— Task directions —
Every record below must be returned exactly as it was received.

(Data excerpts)
• • • • •

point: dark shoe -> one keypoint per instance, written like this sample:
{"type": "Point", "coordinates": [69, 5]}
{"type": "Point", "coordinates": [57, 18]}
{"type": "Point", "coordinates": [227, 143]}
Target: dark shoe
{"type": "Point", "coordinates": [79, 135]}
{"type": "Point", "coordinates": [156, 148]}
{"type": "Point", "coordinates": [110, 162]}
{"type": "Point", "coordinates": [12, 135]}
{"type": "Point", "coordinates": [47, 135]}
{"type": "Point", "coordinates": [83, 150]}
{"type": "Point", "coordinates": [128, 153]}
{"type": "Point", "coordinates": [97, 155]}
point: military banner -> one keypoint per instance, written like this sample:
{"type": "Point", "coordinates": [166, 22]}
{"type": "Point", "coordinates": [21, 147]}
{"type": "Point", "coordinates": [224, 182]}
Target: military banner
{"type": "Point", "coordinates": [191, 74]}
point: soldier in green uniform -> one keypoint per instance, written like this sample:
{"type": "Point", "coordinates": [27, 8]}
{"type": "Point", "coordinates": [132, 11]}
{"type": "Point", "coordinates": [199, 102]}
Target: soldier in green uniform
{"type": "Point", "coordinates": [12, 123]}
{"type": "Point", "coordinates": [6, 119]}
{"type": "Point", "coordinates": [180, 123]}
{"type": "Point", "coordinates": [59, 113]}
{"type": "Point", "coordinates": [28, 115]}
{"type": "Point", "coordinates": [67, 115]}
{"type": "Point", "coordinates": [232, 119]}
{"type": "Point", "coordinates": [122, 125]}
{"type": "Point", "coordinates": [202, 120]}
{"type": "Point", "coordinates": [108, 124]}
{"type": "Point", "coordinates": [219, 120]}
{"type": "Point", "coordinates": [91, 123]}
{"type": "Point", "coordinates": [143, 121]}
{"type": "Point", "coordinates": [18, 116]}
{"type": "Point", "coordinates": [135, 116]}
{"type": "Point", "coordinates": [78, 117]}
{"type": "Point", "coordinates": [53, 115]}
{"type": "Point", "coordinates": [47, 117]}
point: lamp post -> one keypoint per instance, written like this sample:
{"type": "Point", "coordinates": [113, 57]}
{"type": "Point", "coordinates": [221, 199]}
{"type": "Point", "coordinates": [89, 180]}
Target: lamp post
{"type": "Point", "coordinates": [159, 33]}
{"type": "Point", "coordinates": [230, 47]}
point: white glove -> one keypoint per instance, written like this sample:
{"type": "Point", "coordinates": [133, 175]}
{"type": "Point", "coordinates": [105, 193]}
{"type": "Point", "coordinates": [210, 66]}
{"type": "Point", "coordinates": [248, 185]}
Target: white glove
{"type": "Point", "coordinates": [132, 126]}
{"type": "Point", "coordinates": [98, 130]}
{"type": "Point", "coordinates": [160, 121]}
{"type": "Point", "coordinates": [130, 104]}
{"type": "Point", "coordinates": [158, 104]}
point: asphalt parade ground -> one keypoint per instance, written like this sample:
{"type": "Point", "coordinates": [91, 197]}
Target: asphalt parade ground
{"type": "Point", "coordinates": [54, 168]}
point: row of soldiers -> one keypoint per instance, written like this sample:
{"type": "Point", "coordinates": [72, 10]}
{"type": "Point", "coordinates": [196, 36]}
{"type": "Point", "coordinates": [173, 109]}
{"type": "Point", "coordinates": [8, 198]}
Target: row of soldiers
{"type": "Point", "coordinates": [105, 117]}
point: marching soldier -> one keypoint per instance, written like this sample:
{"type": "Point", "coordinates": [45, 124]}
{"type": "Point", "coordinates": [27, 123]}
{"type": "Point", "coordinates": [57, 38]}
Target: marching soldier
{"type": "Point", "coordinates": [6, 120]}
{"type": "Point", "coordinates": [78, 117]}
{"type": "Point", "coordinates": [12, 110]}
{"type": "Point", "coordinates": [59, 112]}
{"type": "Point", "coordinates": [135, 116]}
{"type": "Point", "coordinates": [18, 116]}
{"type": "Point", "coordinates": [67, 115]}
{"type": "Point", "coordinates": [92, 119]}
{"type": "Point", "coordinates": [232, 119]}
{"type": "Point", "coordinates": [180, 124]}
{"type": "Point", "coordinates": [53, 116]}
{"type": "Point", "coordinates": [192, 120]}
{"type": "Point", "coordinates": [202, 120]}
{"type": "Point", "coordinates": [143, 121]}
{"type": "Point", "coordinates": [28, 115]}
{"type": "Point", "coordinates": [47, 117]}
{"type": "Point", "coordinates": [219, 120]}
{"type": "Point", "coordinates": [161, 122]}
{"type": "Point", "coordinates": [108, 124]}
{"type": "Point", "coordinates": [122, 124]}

• • • • •

— Exercise result —
point: dark shoe -> one keypoint per instance, written like this sample:
{"type": "Point", "coordinates": [69, 5]}
{"type": "Point", "coordinates": [57, 18]}
{"type": "Point", "coordinates": [227, 143]}
Target: dark shoe
{"type": "Point", "coordinates": [79, 135]}
{"type": "Point", "coordinates": [156, 148]}
{"type": "Point", "coordinates": [110, 162]}
{"type": "Point", "coordinates": [12, 135]}
{"type": "Point", "coordinates": [47, 135]}
{"type": "Point", "coordinates": [83, 150]}
{"type": "Point", "coordinates": [128, 153]}
{"type": "Point", "coordinates": [97, 155]}
point: military banner -> one keypoint per instance, written like this sample:
{"type": "Point", "coordinates": [166, 22]}
{"type": "Point", "coordinates": [21, 147]}
{"type": "Point", "coordinates": [224, 182]}
Target: military banner
{"type": "Point", "coordinates": [191, 74]}
point: soldier in green uniform -> one keypoint per instance, written like this sample:
{"type": "Point", "coordinates": [27, 8]}
{"type": "Point", "coordinates": [132, 11]}
{"type": "Point", "coordinates": [199, 102]}
Target: soldier in green uniform
{"type": "Point", "coordinates": [12, 123]}
{"type": "Point", "coordinates": [6, 119]}
{"type": "Point", "coordinates": [180, 123]}
{"type": "Point", "coordinates": [59, 113]}
{"type": "Point", "coordinates": [28, 115]}
{"type": "Point", "coordinates": [67, 115]}
{"type": "Point", "coordinates": [232, 119]}
{"type": "Point", "coordinates": [122, 125]}
{"type": "Point", "coordinates": [202, 120]}
{"type": "Point", "coordinates": [108, 124]}
{"type": "Point", "coordinates": [219, 120]}
{"type": "Point", "coordinates": [91, 123]}
{"type": "Point", "coordinates": [143, 121]}
{"type": "Point", "coordinates": [18, 116]}
{"type": "Point", "coordinates": [135, 116]}
{"type": "Point", "coordinates": [78, 117]}
{"type": "Point", "coordinates": [53, 115]}
{"type": "Point", "coordinates": [47, 117]}
point: lamp post -> one keypoint per instance, written like this sample:
{"type": "Point", "coordinates": [113, 57]}
{"type": "Point", "coordinates": [221, 199]}
{"type": "Point", "coordinates": [89, 180]}
Target: lamp post
{"type": "Point", "coordinates": [159, 33]}
{"type": "Point", "coordinates": [230, 47]}
point: white glove -> one keypoint per instance, written like this sample:
{"type": "Point", "coordinates": [133, 175]}
{"type": "Point", "coordinates": [105, 193]}
{"type": "Point", "coordinates": [210, 66]}
{"type": "Point", "coordinates": [248, 185]}
Target: white glove
{"type": "Point", "coordinates": [132, 126]}
{"type": "Point", "coordinates": [98, 130]}
{"type": "Point", "coordinates": [160, 121]}
{"type": "Point", "coordinates": [130, 104]}
{"type": "Point", "coordinates": [158, 104]}
point: asphalt parade ground -> one keypoint per instance, written like this sample:
{"type": "Point", "coordinates": [91, 197]}
Target: asphalt parade ground
{"type": "Point", "coordinates": [54, 168]}
point: row of soldiers -> one keypoint per instance, written like this sample:
{"type": "Point", "coordinates": [72, 10]}
{"type": "Point", "coordinates": [196, 36]}
{"type": "Point", "coordinates": [173, 109]}
{"type": "Point", "coordinates": [8, 198]}
Target: row of soldiers
{"type": "Point", "coordinates": [105, 117]}
point: marching soldier -> one keypoint per instance, written like this sample:
{"type": "Point", "coordinates": [45, 124]}
{"type": "Point", "coordinates": [27, 123]}
{"type": "Point", "coordinates": [57, 38]}
Target: marching soldier
{"type": "Point", "coordinates": [6, 120]}
{"type": "Point", "coordinates": [78, 117]}
{"type": "Point", "coordinates": [12, 110]}
{"type": "Point", "coordinates": [59, 112]}
{"type": "Point", "coordinates": [135, 116]}
{"type": "Point", "coordinates": [18, 116]}
{"type": "Point", "coordinates": [67, 115]}
{"type": "Point", "coordinates": [92, 119]}
{"type": "Point", "coordinates": [232, 119]}
{"type": "Point", "coordinates": [180, 124]}
{"type": "Point", "coordinates": [53, 116]}
{"type": "Point", "coordinates": [192, 120]}
{"type": "Point", "coordinates": [202, 120]}
{"type": "Point", "coordinates": [143, 121]}
{"type": "Point", "coordinates": [28, 115]}
{"type": "Point", "coordinates": [47, 117]}
{"type": "Point", "coordinates": [219, 120]}
{"type": "Point", "coordinates": [161, 122]}
{"type": "Point", "coordinates": [108, 124]}
{"type": "Point", "coordinates": [122, 124]}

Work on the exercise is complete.